* DATA FOR THIS EXERCISE *
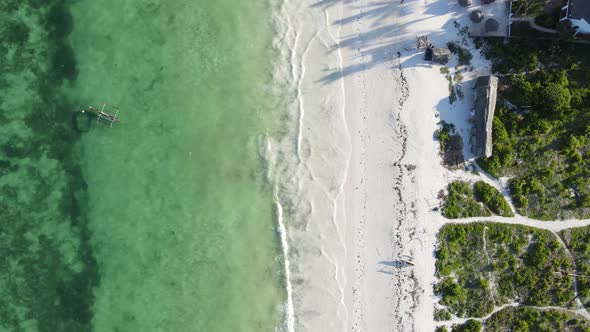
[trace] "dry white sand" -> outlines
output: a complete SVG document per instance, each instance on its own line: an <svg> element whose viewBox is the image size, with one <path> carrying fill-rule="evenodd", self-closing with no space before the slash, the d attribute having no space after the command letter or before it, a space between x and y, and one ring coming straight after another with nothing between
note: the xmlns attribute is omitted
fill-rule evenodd
<svg viewBox="0 0 590 332"><path fill-rule="evenodd" d="M433 331L437 193L446 170L433 135L468 132L473 79L489 67L454 0L285 0L276 82L293 123L266 144L290 244L296 331ZM440 66L416 37L472 49L465 97L449 103ZM455 71L456 59L451 63ZM405 262L412 262L414 266Z"/></svg>

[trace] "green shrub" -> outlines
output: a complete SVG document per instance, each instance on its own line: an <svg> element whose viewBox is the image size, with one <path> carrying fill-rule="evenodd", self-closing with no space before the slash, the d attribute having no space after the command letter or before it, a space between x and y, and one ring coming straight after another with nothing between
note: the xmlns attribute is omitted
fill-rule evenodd
<svg viewBox="0 0 590 332"><path fill-rule="evenodd" d="M459 325L453 329L453 332L480 332L482 325L479 321L470 319L465 324Z"/></svg>
<svg viewBox="0 0 590 332"><path fill-rule="evenodd" d="M493 120L493 150L489 158L481 158L478 164L489 174L499 177L505 173L507 167L512 166L516 159L514 144L510 140L510 135L506 127L498 117Z"/></svg>
<svg viewBox="0 0 590 332"><path fill-rule="evenodd" d="M490 211L475 201L473 190L468 182L454 181L448 186L442 214L450 219L490 216Z"/></svg>
<svg viewBox="0 0 590 332"><path fill-rule="evenodd" d="M514 301L535 306L572 303L572 277L555 273L570 270L572 261L550 231L498 223L447 224L437 238L439 282L434 290L453 315L485 317ZM590 255L590 231L576 237L576 243ZM579 288L586 290L581 284Z"/></svg>
<svg viewBox="0 0 590 332"><path fill-rule="evenodd" d="M447 144L451 141L451 135L455 133L455 125L441 121L439 126L436 138L440 144L440 151L444 152Z"/></svg>
<svg viewBox="0 0 590 332"><path fill-rule="evenodd" d="M475 199L484 203L492 212L503 217L513 217L514 213L504 196L491 185L478 181L474 185Z"/></svg>
<svg viewBox="0 0 590 332"><path fill-rule="evenodd" d="M468 49L459 45L456 42L448 42L447 47L449 51L453 54L457 54L459 57L459 65L460 66L469 66L471 64L471 59L473 59L473 55L469 52Z"/></svg>
<svg viewBox="0 0 590 332"><path fill-rule="evenodd" d="M447 309L435 309L434 310L434 320L435 321L444 321L450 320L453 318L451 313Z"/></svg>
<svg viewBox="0 0 590 332"><path fill-rule="evenodd" d="M590 227L578 227L559 233L575 259L575 269L580 275L590 275ZM586 307L590 304L590 278L578 278L578 294Z"/></svg>
<svg viewBox="0 0 590 332"><path fill-rule="evenodd" d="M485 322L486 331L588 331L590 324L581 316L558 310L505 308Z"/></svg>
<svg viewBox="0 0 590 332"><path fill-rule="evenodd" d="M524 75L512 76L510 84L514 90L514 93L510 95L511 102L519 106L528 106L532 104L535 99L535 87Z"/></svg>
<svg viewBox="0 0 590 332"><path fill-rule="evenodd" d="M566 86L549 83L539 87L537 93L536 107L554 118L559 118L570 108L572 95Z"/></svg>
<svg viewBox="0 0 590 332"><path fill-rule="evenodd" d="M531 1L542 2L518 0L517 8ZM492 156L477 163L515 179L510 195L522 215L590 218L590 183L580 181L590 178L590 45L486 39L483 49L493 70L508 75L498 87Z"/></svg>

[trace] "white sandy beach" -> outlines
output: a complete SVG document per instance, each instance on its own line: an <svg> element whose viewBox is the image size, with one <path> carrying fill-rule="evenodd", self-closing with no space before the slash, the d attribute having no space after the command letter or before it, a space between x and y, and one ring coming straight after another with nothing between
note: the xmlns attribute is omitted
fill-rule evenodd
<svg viewBox="0 0 590 332"><path fill-rule="evenodd" d="M455 175L433 135L454 122L470 157L471 88L488 68L458 35L468 13L454 0L286 0L278 11L276 80L292 91L294 125L267 148L290 243L289 330L434 330L432 209ZM462 100L450 105L420 35L472 49Z"/></svg>

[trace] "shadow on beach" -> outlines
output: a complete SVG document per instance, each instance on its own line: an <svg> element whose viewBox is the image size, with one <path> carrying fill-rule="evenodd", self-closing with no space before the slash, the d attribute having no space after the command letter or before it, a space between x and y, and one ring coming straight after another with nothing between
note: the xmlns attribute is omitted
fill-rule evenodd
<svg viewBox="0 0 590 332"><path fill-rule="evenodd" d="M394 274L393 270L396 269L403 269L407 267L412 267L413 265L401 261L401 260L394 260L394 261L380 261L379 264L382 265L381 269L378 272L385 273L385 274Z"/></svg>
<svg viewBox="0 0 590 332"><path fill-rule="evenodd" d="M351 0L322 0L315 4L313 7L322 7L324 10L329 9L337 4L349 4ZM345 17L333 22L334 25L343 27L355 22L361 22L361 20L368 20L372 22L372 27L368 32L358 33L350 36L342 36L340 43L334 45L332 51L339 49L356 50L357 55L352 60L369 59L368 61L358 62L342 68L341 70L331 70L320 80L320 83L328 84L337 81L346 76L362 72L364 70L371 69L377 65L389 64L392 69L403 65L403 67L428 67L429 62L424 61L422 55L423 51L418 51L415 46L417 35L406 33L408 27L411 25L418 24L422 21L431 19L440 15L440 13L450 12L447 10L446 4L440 2L434 2L427 5L425 11L426 16L417 20L412 20L399 24L387 24L381 25L386 18L390 16L396 16L402 18L406 16L405 13L411 13L412 2L402 4L400 2L381 1L373 2L367 6L358 7L359 13L357 15ZM405 6L410 6L406 8ZM438 13L438 14L437 14ZM439 39L443 34L447 34L450 31L456 29L454 27L454 21L456 17L451 17L441 28L440 33L429 34L429 39L434 41ZM443 45L436 45L443 46ZM416 54L404 54L404 56L410 55L410 58L405 62L400 63L400 52L403 51L417 51Z"/></svg>

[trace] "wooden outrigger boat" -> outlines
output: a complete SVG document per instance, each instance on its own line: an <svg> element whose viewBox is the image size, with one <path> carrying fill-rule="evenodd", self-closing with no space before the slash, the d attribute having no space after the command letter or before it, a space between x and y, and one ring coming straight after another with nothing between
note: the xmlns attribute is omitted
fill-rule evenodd
<svg viewBox="0 0 590 332"><path fill-rule="evenodd" d="M101 126L112 128L115 122L123 123L117 118L119 108L116 106L103 104L101 109L94 106L88 106L88 109L96 113L96 123ZM84 111L82 111L82 113L84 113Z"/></svg>

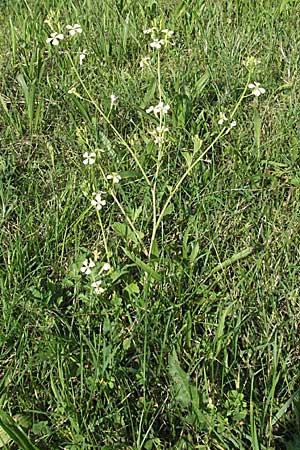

* TASK PROMPT *
Transcribe the whole listing above exactly and leave out the pictures.

* SOLUTION TO THE EXERCISE *
[trace] "dry white sand" -> outlines
output: a complete SVG document per instance, each instance on its own line: an <svg> element whose viewBox is the image size, with one <path> carrying fill-rule="evenodd", self-closing with no space before the slash, the d attribute having no space after the command letter or before it, a space between x and y, and one ring coming straight after another with nothing between
note: the xmlns attribute is omitted
fill-rule evenodd
<svg viewBox="0 0 590 332"><path fill-rule="evenodd" d="M433 331L437 193L446 170L433 135L468 132L473 79L489 67L454 0L285 0L276 82L293 123L266 144L290 244L296 331ZM440 66L416 37L472 49L465 97L449 103ZM455 71L456 59L451 63ZM405 262L412 262L414 266Z"/></svg>

[trace] "green shrub" -> outlines
output: a complete SVG document per instance, each instance on its own line: an <svg> element whose viewBox is the image size, with one <path> carrying fill-rule="evenodd", self-closing with no space before the slash, the d attribute having no space after the command letter or before it, a space between x and y, and one ring coming straight after another with nothing between
note: the xmlns attribute is omitted
fill-rule evenodd
<svg viewBox="0 0 590 332"><path fill-rule="evenodd" d="M459 325L453 329L453 332L480 332L482 325L479 321L470 319L465 324Z"/></svg>
<svg viewBox="0 0 590 332"><path fill-rule="evenodd" d="M493 120L493 150L489 158L481 158L478 164L489 174L499 177L505 173L507 167L512 166L516 159L514 144L510 140L510 135L506 127L498 117Z"/></svg>
<svg viewBox="0 0 590 332"><path fill-rule="evenodd" d="M490 211L475 201L473 190L468 182L454 181L448 186L442 214L450 219L490 216Z"/></svg>
<svg viewBox="0 0 590 332"><path fill-rule="evenodd" d="M514 301L535 306L572 303L572 277L555 273L570 270L572 261L550 231L498 223L447 224L437 238L439 282L434 290L453 315L485 317ZM590 255L590 231L576 237L576 243ZM579 288L586 290L581 284Z"/></svg>
<svg viewBox="0 0 590 332"><path fill-rule="evenodd" d="M447 144L451 141L451 135L455 133L455 125L441 121L439 126L436 138L440 144L440 151L444 152Z"/></svg>
<svg viewBox="0 0 590 332"><path fill-rule="evenodd" d="M475 199L484 203L492 212L503 217L513 217L514 213L504 196L491 185L478 181L474 185Z"/></svg>
<svg viewBox="0 0 590 332"><path fill-rule="evenodd" d="M468 49L459 45L456 42L448 42L447 47L449 51L453 54L457 54L459 57L459 65L460 66L469 66L471 64L471 59L473 59L473 55L469 52Z"/></svg>
<svg viewBox="0 0 590 332"><path fill-rule="evenodd" d="M447 309L435 309L434 310L434 320L435 321L444 321L450 320L453 318L451 313Z"/></svg>
<svg viewBox="0 0 590 332"><path fill-rule="evenodd" d="M590 227L578 227L559 233L575 259L575 269L580 275L590 275ZM586 307L590 304L590 278L578 278L578 294Z"/></svg>
<svg viewBox="0 0 590 332"><path fill-rule="evenodd" d="M485 322L486 331L588 331L590 324L581 316L558 310L505 308Z"/></svg>
<svg viewBox="0 0 590 332"><path fill-rule="evenodd" d="M524 75L512 76L510 84L514 90L514 93L510 95L511 102L519 106L528 106L532 104L535 99L535 87Z"/></svg>
<svg viewBox="0 0 590 332"><path fill-rule="evenodd" d="M566 86L549 83L539 87L537 93L536 107L554 118L559 118L570 108L572 95Z"/></svg>
<svg viewBox="0 0 590 332"><path fill-rule="evenodd" d="M531 1L542 2L518 0L517 8ZM492 156L477 163L515 179L510 195L522 215L590 218L590 183L580 181L590 178L590 45L486 39L483 49L493 70L508 75L498 87Z"/></svg>

[trace] "white sandy beach" -> outlines
output: a complete SVG document per instance, each instance on its own line: an <svg> element whose viewBox is the image size, with one <path> carrying fill-rule="evenodd", self-closing with no space before the slash, the d attribute having no space after the command letter or before it, a space between x and y, and one ring coming straight after another with nothing between
note: the xmlns attribute is omitted
fill-rule evenodd
<svg viewBox="0 0 590 332"><path fill-rule="evenodd" d="M455 175L433 135L454 122L470 157L471 88L488 68L458 35L468 13L454 0L286 0L278 11L276 80L292 91L294 125L267 148L290 243L289 330L434 330L432 209ZM462 100L450 105L420 35L472 49Z"/></svg>

[trace] "shadow on beach" -> outlines
output: a complete SVG document per instance, each instance on its own line: an <svg> element whose viewBox is the image size, with one <path> carrying fill-rule="evenodd", self-closing with no space before the slash, the d attribute having no space after the command letter or before it, a space between x and y, and one ring coming straight after another with nothing between
note: the xmlns attribute is omitted
fill-rule evenodd
<svg viewBox="0 0 590 332"><path fill-rule="evenodd" d="M394 274L393 270L396 269L403 269L407 267L412 267L413 265L401 261L401 260L394 260L394 261L380 261L379 264L382 265L381 269L378 272L385 273L385 274Z"/></svg>
<svg viewBox="0 0 590 332"><path fill-rule="evenodd" d="M351 0L322 0L315 4L313 7L322 7L324 10L329 9L337 4L349 4ZM345 17L333 22L334 25L343 27L355 22L361 22L361 20L368 20L372 22L372 27L368 32L358 33L350 36L342 36L340 43L334 45L332 51L339 49L356 50L357 55L352 60L369 59L368 61L358 62L342 68L341 70L331 70L320 80L320 83L328 84L337 81L346 76L362 72L364 70L371 69L377 65L389 64L392 69L403 65L403 67L428 67L429 62L424 61L422 55L423 51L418 51L415 46L417 35L406 33L408 27L411 25L418 24L422 21L431 19L440 15L440 13L450 12L447 10L446 4L440 2L434 2L427 5L425 11L426 16L417 20L412 20L399 24L387 24L381 25L386 18L390 16L396 16L402 18L406 16L405 13L411 13L412 2L402 4L400 2L381 1L373 2L367 6L358 7L359 13L357 15ZM405 6L410 6L406 8ZM438 13L438 14L437 14ZM439 39L443 34L447 34L450 31L456 29L454 27L454 21L456 17L451 17L441 28L440 33L429 34L429 39L434 41ZM443 45L436 45L443 46ZM416 54L404 54L404 56L410 55L410 58L405 62L400 63L400 52L403 51L417 51Z"/></svg>

[trace] "wooden outrigger boat" -> outlines
output: a complete SVG document per instance, each instance on its own line: an <svg> element whose viewBox is the image size, with one <path> carrying fill-rule="evenodd", self-closing with no space before the slash, the d attribute having no space after the command letter or before it, a space between x and y, and one ring coming straight after another with nothing between
note: the xmlns attribute is omitted
fill-rule evenodd
<svg viewBox="0 0 590 332"><path fill-rule="evenodd" d="M101 126L112 128L115 122L123 123L117 118L119 108L116 106L103 104L101 109L94 106L88 106L88 109L96 113L96 123ZM84 111L82 111L82 113L84 113Z"/></svg>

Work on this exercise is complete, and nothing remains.